- [Material shown]:
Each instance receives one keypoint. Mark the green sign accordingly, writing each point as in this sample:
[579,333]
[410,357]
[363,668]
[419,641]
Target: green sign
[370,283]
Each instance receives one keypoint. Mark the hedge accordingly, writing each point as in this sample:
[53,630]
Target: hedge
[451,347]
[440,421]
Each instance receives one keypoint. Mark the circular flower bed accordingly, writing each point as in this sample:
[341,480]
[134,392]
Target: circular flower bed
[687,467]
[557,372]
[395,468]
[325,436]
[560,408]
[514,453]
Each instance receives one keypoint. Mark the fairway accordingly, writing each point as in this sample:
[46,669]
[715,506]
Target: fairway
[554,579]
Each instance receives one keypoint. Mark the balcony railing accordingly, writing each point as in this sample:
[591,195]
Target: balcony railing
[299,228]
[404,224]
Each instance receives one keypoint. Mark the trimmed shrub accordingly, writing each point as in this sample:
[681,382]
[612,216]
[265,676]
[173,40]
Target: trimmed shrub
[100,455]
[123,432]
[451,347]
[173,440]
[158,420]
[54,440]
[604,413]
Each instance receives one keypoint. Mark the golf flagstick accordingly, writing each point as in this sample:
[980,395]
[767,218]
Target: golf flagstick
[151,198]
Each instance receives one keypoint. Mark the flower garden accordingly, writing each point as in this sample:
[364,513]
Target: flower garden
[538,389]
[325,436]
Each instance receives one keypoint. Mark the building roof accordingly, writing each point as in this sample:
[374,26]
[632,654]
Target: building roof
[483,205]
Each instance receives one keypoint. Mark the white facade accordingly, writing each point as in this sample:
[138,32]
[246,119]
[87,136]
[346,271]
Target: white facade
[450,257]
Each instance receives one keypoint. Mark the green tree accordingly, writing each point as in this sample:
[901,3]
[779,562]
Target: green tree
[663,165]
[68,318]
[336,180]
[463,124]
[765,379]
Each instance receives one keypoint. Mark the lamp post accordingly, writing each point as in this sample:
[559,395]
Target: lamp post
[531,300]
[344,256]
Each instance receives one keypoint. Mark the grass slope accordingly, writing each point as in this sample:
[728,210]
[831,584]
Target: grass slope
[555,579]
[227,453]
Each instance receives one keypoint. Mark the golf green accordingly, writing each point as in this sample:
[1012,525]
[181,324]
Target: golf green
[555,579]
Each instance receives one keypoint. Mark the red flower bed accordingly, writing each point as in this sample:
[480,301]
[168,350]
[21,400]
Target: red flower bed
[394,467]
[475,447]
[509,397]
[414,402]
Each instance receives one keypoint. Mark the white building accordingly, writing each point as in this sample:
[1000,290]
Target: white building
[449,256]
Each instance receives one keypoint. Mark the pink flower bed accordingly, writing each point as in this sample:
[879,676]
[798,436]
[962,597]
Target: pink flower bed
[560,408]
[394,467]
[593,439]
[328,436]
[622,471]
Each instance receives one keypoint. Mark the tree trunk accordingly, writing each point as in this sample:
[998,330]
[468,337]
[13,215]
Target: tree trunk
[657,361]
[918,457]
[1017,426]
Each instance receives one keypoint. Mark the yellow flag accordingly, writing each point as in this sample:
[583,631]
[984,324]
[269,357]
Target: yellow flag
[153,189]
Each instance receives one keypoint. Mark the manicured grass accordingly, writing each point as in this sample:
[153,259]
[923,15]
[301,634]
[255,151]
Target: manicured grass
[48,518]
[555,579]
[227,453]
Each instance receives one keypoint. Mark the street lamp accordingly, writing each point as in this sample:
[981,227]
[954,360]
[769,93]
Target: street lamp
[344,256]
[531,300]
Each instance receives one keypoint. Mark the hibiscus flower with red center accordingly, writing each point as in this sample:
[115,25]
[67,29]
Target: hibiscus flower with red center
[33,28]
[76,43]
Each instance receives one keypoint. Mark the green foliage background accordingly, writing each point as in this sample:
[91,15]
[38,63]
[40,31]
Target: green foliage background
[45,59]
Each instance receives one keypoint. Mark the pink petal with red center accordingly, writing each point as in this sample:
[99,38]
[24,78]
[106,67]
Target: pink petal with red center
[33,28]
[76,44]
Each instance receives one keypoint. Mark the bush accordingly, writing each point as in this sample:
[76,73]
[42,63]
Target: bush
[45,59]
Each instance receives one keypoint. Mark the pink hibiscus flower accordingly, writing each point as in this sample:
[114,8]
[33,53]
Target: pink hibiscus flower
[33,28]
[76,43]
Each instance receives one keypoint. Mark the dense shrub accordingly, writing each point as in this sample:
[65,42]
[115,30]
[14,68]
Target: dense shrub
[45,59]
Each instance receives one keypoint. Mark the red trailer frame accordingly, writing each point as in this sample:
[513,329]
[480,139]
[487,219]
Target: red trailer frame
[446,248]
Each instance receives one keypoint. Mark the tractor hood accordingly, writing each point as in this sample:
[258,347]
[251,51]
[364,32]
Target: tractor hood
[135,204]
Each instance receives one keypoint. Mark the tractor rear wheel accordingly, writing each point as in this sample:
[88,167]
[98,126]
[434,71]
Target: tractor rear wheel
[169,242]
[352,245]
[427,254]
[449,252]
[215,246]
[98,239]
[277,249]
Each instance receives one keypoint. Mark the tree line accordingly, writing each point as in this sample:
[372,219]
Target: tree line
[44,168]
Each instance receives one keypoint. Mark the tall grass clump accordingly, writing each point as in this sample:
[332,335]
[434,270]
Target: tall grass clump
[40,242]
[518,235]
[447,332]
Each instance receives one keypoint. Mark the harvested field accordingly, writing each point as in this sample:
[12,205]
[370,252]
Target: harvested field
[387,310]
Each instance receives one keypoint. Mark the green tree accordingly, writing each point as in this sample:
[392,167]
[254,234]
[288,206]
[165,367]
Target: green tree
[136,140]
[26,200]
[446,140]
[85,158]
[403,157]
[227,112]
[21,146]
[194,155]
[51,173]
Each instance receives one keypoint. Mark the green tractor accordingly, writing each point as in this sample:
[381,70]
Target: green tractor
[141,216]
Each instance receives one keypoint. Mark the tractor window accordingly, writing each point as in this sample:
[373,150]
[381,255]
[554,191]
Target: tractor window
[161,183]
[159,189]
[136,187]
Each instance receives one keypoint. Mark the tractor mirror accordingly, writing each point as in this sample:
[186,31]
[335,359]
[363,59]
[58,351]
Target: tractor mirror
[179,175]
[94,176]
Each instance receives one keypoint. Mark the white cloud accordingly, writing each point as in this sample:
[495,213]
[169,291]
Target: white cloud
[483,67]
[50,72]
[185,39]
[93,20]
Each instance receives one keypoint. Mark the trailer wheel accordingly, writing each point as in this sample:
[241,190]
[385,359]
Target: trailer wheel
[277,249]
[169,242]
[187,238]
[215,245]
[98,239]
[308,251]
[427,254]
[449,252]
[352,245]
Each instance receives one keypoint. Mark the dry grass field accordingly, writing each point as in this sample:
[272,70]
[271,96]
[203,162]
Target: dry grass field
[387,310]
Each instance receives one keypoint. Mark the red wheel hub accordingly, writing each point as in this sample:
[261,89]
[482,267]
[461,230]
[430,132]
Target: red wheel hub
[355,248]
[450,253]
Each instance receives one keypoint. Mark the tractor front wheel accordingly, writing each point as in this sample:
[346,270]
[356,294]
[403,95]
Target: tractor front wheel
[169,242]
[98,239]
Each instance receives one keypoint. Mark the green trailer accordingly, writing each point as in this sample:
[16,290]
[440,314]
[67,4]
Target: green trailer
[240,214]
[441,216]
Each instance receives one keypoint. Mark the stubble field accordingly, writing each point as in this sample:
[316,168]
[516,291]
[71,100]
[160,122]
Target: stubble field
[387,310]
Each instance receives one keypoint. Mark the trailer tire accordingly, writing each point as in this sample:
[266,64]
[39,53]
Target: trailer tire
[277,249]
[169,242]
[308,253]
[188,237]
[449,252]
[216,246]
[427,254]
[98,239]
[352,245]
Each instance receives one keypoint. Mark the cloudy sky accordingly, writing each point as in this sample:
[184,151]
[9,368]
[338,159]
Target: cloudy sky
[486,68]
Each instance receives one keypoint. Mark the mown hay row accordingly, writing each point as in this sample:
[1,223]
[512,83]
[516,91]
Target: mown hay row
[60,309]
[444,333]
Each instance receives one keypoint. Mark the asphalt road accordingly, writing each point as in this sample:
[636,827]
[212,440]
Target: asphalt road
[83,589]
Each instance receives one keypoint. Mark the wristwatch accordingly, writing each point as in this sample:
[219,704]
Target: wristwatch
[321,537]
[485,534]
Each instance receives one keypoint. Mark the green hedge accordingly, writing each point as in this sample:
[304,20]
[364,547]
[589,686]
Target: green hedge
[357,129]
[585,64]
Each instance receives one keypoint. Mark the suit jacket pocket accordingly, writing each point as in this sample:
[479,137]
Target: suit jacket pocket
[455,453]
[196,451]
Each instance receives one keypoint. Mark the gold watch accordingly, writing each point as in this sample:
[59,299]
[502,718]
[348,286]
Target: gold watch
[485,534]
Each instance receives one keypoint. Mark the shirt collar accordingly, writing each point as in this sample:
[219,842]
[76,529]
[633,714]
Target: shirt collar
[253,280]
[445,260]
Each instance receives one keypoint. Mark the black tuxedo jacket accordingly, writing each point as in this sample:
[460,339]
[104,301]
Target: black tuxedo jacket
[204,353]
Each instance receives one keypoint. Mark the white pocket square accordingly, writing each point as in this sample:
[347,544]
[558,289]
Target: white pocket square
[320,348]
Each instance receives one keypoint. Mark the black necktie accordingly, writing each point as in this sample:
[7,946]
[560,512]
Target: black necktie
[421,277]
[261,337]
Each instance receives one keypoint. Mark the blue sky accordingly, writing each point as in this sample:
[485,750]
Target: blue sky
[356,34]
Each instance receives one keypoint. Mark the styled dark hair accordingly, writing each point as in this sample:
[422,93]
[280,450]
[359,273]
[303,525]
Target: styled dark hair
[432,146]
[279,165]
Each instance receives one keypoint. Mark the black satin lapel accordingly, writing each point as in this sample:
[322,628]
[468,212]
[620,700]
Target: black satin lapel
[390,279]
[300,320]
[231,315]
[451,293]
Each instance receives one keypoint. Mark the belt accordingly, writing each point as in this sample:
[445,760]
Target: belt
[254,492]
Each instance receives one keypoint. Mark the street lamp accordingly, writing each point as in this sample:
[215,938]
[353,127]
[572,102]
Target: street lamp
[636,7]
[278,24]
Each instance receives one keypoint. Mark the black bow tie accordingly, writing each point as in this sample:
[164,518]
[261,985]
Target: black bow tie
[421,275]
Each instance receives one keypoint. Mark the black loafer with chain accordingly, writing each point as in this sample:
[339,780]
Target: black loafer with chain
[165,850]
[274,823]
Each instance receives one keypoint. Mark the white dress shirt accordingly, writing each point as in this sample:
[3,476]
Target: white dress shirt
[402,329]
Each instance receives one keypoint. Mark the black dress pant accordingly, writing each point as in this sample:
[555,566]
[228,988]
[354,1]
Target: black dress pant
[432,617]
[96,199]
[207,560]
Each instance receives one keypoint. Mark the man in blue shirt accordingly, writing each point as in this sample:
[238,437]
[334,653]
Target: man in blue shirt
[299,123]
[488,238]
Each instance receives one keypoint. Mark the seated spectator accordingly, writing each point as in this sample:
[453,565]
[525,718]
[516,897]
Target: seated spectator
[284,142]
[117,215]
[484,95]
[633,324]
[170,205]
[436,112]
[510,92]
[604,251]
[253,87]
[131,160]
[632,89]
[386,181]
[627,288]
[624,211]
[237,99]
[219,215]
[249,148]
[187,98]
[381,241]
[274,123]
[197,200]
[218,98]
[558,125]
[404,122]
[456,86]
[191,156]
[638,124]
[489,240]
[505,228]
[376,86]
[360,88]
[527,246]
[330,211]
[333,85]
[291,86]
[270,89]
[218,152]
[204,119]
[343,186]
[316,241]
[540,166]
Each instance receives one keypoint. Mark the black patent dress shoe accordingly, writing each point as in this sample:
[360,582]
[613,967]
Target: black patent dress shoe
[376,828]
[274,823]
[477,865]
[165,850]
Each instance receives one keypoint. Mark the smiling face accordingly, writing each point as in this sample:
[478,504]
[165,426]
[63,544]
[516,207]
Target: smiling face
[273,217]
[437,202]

- [Your goal]: From the data above, output only the lines between the line containing "Each instance receives one keypoint. Mark the tractor window" and the line containing "Each instance receives one keypoint. Mark the tractor mirror", inclusive, exactly as written.

- [Task response]:
Each instance receives one keypoint. Mark the tractor window accordingly, writing each point as in this sample:
[373,150]
[381,255]
[554,191]
Target: tractor window
[161,183]
[159,189]
[136,187]
Each instance receives one keypoint. Mark the tractor mirror accordingly, writing each point as in this sample:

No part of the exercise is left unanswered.